## TASK DETAILS:
Find every line in the items that contains the word "shoe", and copy each one.
-- start RECORD SET --
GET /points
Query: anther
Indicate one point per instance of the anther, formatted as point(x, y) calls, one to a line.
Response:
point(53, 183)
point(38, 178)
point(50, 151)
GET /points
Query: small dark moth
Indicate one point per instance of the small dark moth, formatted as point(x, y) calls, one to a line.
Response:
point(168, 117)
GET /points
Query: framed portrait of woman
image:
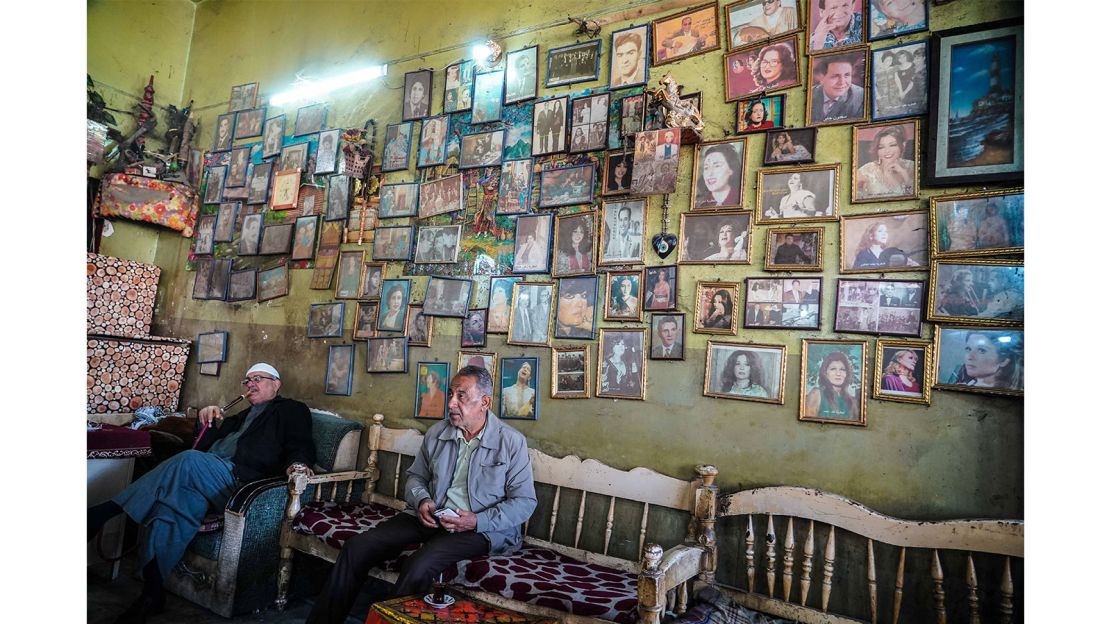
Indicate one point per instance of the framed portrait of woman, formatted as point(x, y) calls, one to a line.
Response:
point(716, 308)
point(790, 146)
point(715, 238)
point(623, 290)
point(340, 374)
point(763, 68)
point(885, 161)
point(884, 242)
point(798, 193)
point(574, 311)
point(879, 307)
point(432, 380)
point(520, 379)
point(745, 372)
point(718, 174)
point(981, 292)
point(834, 375)
point(387, 354)
point(990, 361)
point(902, 371)
point(978, 224)
point(622, 363)
point(569, 372)
point(575, 253)
point(661, 288)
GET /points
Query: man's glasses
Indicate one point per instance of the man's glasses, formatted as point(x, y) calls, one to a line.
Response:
point(255, 379)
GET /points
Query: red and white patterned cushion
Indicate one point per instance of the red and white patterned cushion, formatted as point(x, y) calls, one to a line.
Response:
point(534, 575)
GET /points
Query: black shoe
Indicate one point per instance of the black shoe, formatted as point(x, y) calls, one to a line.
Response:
point(142, 609)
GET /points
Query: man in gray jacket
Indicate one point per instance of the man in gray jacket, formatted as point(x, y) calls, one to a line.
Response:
point(473, 464)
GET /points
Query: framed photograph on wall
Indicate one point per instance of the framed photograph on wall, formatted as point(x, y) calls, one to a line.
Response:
point(272, 282)
point(310, 120)
point(481, 149)
point(416, 102)
point(783, 303)
point(990, 361)
point(548, 126)
point(521, 76)
point(978, 224)
point(393, 313)
point(432, 380)
point(763, 68)
point(981, 292)
point(514, 197)
point(628, 57)
point(715, 238)
point(684, 34)
point(752, 21)
point(575, 316)
point(884, 161)
point(622, 363)
point(457, 87)
point(325, 320)
point(668, 336)
point(340, 370)
point(718, 174)
point(447, 297)
point(211, 346)
point(575, 253)
point(798, 193)
point(577, 62)
point(794, 249)
point(488, 87)
point(976, 118)
point(520, 380)
point(717, 308)
point(746, 372)
point(834, 381)
point(623, 291)
point(902, 371)
point(884, 241)
point(387, 354)
point(532, 251)
point(243, 97)
point(879, 307)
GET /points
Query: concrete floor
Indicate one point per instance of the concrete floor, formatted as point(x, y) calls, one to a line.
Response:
point(106, 600)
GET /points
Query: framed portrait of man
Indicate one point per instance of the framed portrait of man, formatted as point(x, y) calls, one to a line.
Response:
point(628, 57)
point(530, 322)
point(569, 372)
point(575, 316)
point(521, 76)
point(622, 363)
point(623, 232)
point(668, 335)
point(518, 384)
point(746, 372)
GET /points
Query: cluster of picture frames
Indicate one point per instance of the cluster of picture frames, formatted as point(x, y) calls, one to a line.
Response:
point(966, 289)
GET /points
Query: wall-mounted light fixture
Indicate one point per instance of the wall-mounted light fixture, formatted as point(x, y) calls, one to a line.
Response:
point(486, 53)
point(315, 89)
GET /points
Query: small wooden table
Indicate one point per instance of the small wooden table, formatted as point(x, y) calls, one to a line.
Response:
point(413, 610)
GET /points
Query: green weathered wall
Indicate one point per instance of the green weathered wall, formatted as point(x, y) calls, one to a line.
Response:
point(961, 456)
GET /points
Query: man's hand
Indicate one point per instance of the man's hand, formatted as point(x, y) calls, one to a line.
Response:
point(424, 512)
point(466, 521)
point(209, 414)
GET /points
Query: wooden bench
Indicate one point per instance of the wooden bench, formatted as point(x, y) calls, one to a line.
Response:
point(826, 559)
point(563, 539)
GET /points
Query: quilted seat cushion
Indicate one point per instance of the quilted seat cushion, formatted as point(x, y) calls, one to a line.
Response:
point(533, 575)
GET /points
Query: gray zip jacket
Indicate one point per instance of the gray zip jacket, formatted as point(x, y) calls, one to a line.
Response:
point(502, 492)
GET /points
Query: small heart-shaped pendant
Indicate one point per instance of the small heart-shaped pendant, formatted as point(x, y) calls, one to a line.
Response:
point(664, 244)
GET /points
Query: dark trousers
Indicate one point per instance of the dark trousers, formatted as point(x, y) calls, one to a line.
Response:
point(383, 543)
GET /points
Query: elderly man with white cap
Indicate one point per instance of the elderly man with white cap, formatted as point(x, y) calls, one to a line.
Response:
point(273, 435)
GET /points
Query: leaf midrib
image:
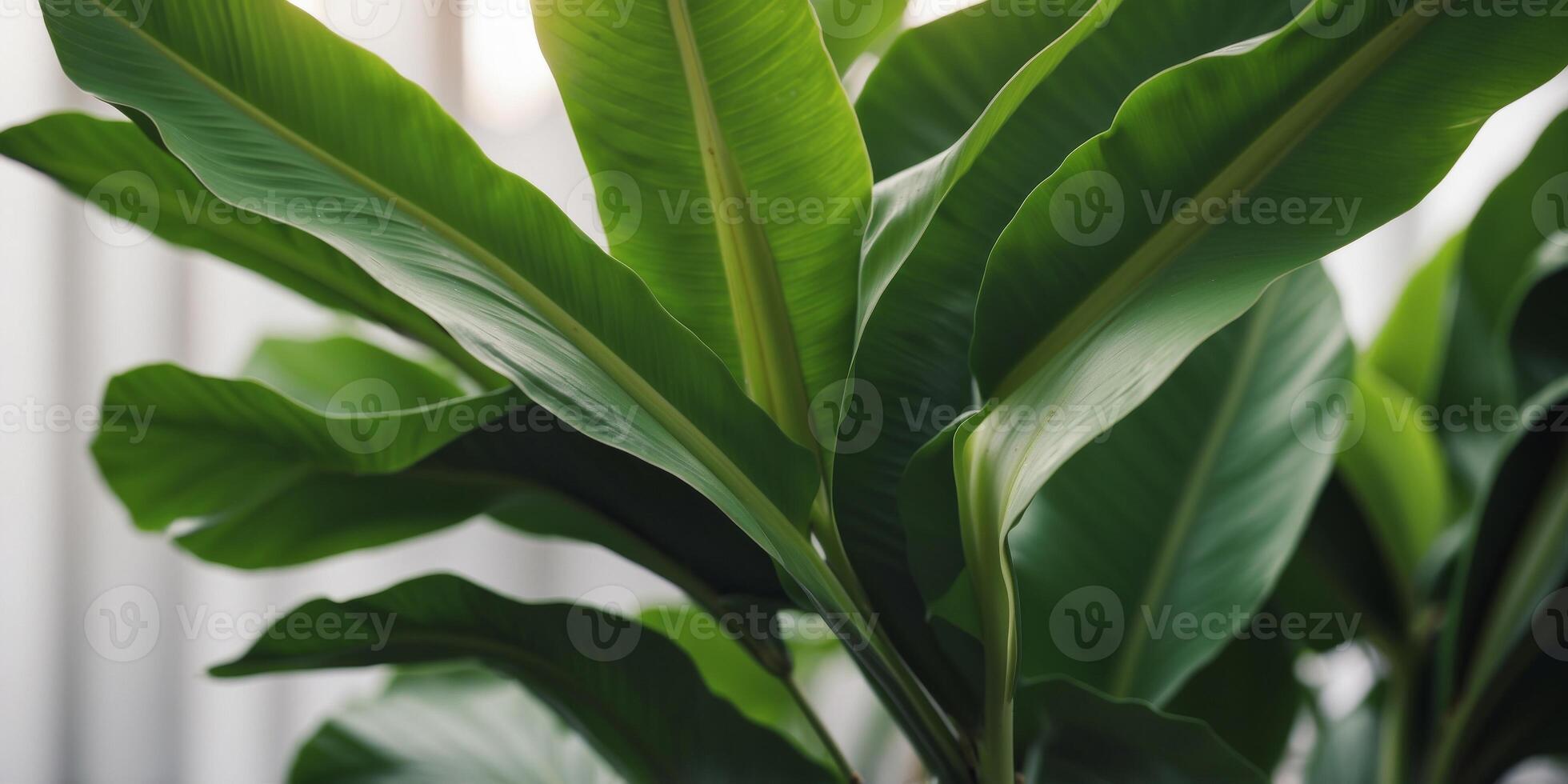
-- end RECORD SET --
## SOLUTION TO THE PROBLEM:
Query: black shoe
Indicate one point per instance of the black shoe, formatted as point(x, y) calls, one to a line.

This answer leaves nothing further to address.